▸ **Task goal**
Locate the line that contains "of the dirt" in the entries below, then repeat it and every following line through the line that contains "of the small", exactly, and no others.

▸ **Provided records**
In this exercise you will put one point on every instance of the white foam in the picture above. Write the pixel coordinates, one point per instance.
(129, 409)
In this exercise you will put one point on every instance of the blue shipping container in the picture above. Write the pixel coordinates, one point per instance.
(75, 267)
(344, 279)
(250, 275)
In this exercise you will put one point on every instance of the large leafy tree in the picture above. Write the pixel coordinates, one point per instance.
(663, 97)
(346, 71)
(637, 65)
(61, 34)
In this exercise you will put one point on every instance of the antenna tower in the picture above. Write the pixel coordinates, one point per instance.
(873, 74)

--

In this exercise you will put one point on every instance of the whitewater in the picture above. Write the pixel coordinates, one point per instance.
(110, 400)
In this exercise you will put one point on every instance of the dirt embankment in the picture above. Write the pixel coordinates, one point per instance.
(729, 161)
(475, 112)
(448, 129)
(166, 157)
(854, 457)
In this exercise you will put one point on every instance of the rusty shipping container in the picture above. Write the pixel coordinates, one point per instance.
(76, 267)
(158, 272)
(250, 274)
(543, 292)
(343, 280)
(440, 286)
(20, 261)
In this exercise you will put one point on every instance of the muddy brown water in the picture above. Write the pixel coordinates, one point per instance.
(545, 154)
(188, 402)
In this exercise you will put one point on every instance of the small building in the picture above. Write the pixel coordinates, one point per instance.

▸ **Exercise response**
In this exercise you will put one point on every instance of the dirt embankment in the picture above. Write the pixel coordinates, one point per instance.
(729, 161)
(475, 112)
(448, 129)
(166, 157)
(854, 457)
In this exercise you will put one point on every instance of the rusty shipping container in the picture above. Write the pixel coordinates, one point per instance.
(76, 267)
(158, 272)
(250, 274)
(543, 292)
(343, 280)
(440, 286)
(20, 261)
In this exercise you will put one point on every instance of the muddy brown water in the picture above. Write the pixel coordinates, one point per instance.
(545, 154)
(188, 402)
In this exercise you will put one point on every instance of the small building in the picture above. Write the pixel coordinates, one point per instance.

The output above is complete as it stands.